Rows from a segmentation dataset
## Start

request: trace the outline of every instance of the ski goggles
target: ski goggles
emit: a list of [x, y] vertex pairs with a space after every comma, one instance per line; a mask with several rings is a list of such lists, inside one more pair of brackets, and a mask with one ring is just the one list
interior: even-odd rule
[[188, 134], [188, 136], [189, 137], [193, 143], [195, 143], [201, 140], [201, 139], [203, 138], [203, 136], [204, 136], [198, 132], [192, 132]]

## End

*Task requirements:*
Please express these lines as a JSON list of strings, one string per line, leaving out any blank lines. Include all of the material.

*In response:*
[
  "request: trace the outline of every instance of the ski goggles",
  "target: ski goggles",
  "emit: a list of [x, y] vertex pairs with a space after every comma, one instance per line; a mask with several rings is a list of such lists, inside one more pair of brackets, and a mask with one ring is just the one list",
  "interior: even-odd rule",
  "[[188, 134], [188, 136], [189, 137], [193, 143], [195, 143], [201, 140], [201, 139], [203, 138], [203, 136], [204, 136], [198, 132], [192, 132]]"
]